* [Provided passage]:
----

During World War I, Yan Yean School was being renewed. The old school was in bad repair. The residence was attached, and the teacher’s kitchen door was at the south-west corner of the classroom. At the west end of the classroom was the gallery. It went up about eight steps and the beginners sat there with their chalk and small blackboard. As the teacher Mr. Alfred Babbage had eight grades to look after, his strap was well used. The big girls were given a job of helping the smaller children. The attendance was usually above thirty pupils.
The older and retired citizens would meet at the school gate each morning, after they collected their newspapers at McPhee’s Store – immediately north of the Hurrey property. They were Bertie Goodall, who lived where Lily (Mrs. Greg Brennan[1]) now lives[2], Dan Hutchison, whose ‘posh’ house, ‘Eulomo’, was on top of the hill opposite the school, and Mr. Handcorne who lived in what is now Recreation Road, then called Handcorne’s Lane. Sometimes Alec McPhee joined them. They would discuss the war excitedly and check the casualty lists, which filled most of the two papers – the Age and the Argus.
The new school was built by Thiess Brothers (three). The eastern half of the school ground was fenced off and was the horse paddock. The avenue of sugar gums at Lily’s was planted about 1915. Some were planted in the school ground but removed in recent years. The boys played football in Hurrey’s paddock, north of the school ground, and if there was a game against another school or an under sixteen game, Brian Sweeney or Uncle Tom Hurrey would umpire. Sweeneys lived where Woods afterwards lived, now McPherson’s. It is called Wood’s Lane, but in our day was Sweeney’s Lane. The next road, now Watt’s Lane was McKenzie’s Lane. Four McKenzies went to school with us and Eric, the eldest, went to the war. The McKenzie’s ancestors lived there and were bakers. Their father Jack went to school with my mother (Blanche Hurrey).
The Hurreys came to Yan Yean in the late 1870’s from Wollert, and before that Epping. They had arrived in Australia from Lincolnshire, England to settle on the Swan River. They found the land unsuitable and moved to Tasmania and then to Victoria the year after John Batman came. My grandmother and Auntie Louis, her youngest, lived in the old house, previously owned by the Bett’s family. Jack Hurrey lived on the corner across the road, and Tom Hurrey in the house at the north end – next to McPhee’s Store. Ken McPhee attended school with us. Tom Hurrey’s place was a blacksmith shop, and McClelland was the last blacksmith there.
Our roads were gravel and took a lot of maintenance with washouts on the hills. Jack McKenzie and Bert Hall were the main road repairers for many years. Bert Hall was my mother’s cousin and went to the war. He lived in Jack Hurrey’s house, after Jack died in about 1917. The Plenty Road was pitched all the way to Melbourne with blue stones about one foot in diameter. Each stone was rounded on top due to wear, and the steel tyres of the vehicles made a very loud clatter. A woman from South Yan Yean (now Mernda) used to push a steel tyred wheelbarrow to Preston every Friday, to sell her butter and eggs and buy groceries. Her name was Miss Green. Her brother Tom made soft drinks in his factory.

----

* [Recorded data]:
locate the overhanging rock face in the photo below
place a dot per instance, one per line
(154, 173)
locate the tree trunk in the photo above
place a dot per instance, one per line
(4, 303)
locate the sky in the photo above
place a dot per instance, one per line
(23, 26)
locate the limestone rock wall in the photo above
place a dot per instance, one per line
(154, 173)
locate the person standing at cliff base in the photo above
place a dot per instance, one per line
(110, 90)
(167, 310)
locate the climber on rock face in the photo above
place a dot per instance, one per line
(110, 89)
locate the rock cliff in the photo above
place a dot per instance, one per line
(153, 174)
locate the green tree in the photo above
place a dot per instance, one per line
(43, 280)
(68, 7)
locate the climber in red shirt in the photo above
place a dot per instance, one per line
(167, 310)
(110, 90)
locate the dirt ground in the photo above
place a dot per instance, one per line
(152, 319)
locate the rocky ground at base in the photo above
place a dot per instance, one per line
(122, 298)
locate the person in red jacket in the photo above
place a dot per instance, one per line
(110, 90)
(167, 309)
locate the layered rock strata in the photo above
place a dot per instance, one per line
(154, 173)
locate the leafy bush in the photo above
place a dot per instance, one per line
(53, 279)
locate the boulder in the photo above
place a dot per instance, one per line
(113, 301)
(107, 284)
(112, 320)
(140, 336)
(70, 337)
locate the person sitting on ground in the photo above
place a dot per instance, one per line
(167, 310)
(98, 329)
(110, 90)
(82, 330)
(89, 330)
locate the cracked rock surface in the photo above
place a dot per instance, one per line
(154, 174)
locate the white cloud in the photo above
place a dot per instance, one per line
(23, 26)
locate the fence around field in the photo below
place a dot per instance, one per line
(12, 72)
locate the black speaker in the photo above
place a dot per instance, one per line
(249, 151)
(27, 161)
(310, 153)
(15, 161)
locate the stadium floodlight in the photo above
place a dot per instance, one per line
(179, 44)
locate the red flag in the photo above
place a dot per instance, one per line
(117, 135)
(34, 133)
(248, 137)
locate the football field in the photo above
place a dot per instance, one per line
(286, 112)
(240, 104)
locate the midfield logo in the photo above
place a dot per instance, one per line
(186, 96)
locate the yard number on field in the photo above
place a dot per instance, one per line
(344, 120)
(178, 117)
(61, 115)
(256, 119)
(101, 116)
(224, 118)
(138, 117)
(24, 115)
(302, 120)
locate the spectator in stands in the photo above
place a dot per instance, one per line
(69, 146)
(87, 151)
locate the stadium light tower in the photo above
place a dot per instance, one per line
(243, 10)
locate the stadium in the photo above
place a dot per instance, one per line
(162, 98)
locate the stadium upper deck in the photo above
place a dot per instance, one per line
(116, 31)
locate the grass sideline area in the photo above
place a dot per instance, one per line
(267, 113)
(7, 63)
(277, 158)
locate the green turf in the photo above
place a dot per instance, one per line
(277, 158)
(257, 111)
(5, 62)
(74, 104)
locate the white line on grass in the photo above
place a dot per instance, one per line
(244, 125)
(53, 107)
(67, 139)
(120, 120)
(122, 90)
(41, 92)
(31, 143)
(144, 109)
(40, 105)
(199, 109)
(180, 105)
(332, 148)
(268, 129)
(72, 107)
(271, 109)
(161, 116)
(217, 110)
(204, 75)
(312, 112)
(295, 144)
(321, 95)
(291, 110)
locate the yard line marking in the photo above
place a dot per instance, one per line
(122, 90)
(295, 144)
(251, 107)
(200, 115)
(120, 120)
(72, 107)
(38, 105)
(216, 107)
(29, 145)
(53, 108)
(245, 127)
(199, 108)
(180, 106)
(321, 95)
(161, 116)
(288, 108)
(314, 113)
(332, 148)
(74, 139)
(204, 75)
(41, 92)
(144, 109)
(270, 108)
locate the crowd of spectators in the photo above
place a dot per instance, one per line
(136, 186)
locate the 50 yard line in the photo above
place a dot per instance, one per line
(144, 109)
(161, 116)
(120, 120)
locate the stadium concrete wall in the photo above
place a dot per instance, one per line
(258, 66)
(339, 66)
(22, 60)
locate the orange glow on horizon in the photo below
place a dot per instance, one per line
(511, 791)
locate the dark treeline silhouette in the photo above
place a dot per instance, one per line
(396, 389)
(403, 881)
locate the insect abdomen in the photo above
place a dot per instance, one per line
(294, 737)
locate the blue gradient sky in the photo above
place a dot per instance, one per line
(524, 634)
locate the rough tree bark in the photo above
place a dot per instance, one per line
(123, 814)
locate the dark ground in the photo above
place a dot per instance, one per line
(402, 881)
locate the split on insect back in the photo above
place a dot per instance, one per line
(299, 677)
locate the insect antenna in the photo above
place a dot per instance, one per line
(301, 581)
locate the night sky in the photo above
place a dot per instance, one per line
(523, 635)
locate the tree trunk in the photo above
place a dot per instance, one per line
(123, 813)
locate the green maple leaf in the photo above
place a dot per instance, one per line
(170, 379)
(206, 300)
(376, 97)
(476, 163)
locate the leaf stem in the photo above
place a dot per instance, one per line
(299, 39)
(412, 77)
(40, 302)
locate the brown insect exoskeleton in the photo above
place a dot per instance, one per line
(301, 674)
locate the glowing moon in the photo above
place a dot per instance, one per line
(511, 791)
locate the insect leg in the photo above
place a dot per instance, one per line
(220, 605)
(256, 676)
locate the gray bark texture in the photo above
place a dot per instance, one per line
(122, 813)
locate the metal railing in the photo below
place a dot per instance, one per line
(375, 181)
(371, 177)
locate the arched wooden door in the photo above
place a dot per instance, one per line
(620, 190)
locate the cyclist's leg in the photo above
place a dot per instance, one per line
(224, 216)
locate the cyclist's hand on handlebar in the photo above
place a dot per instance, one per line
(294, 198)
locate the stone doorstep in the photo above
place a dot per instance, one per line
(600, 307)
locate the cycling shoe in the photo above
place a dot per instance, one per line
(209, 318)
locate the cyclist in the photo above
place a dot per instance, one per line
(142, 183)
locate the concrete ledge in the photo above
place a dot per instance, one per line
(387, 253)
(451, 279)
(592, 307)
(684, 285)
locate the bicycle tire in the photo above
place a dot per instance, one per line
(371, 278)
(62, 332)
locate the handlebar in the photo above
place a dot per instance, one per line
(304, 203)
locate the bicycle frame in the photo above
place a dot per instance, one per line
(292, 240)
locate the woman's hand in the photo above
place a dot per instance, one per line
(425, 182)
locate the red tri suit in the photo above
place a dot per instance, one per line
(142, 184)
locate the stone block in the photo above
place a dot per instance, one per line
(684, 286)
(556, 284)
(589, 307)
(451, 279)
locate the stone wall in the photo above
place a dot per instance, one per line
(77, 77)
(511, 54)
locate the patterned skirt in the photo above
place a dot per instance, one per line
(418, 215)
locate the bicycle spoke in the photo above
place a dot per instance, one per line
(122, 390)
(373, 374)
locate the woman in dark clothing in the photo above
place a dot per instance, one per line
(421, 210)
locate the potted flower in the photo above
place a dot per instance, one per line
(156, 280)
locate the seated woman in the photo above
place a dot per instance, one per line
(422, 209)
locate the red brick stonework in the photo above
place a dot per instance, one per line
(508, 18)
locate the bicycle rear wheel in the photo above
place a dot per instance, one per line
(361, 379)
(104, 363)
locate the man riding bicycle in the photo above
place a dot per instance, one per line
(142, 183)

----

* [Stated task]: Rewrite the part of the passage about Yan Yean that opens with the words containing "Our roads were" and closes with "in his factory.", swapping "gravel" for "dirt". The items here have no connection to the passage about Yan Yean.

* [The response]:
Our roads were dirt and took a lot of maintenance with washouts on the hills. Jack McKenzie and Bert Hall were the main road repairers for many years. Bert Hall was my mother’s cousin and went to the war. He lived in Jack Hurrey’s house, after Jack died in about 1917. The Plenty Road was pitched all the way to Melbourne with blue stones about one foot in diameter. Each stone was rounded on top due to wear, and the steel tyres of the vehicles made a very loud clatter. A woman from South Yan Yean (now Mernda) used to push a steel tyred wheelbarrow to Preston every Friday, to sell her butter and eggs and buy groceries. Her name was Miss Green. Her brother Tom made soft drinks in his factory.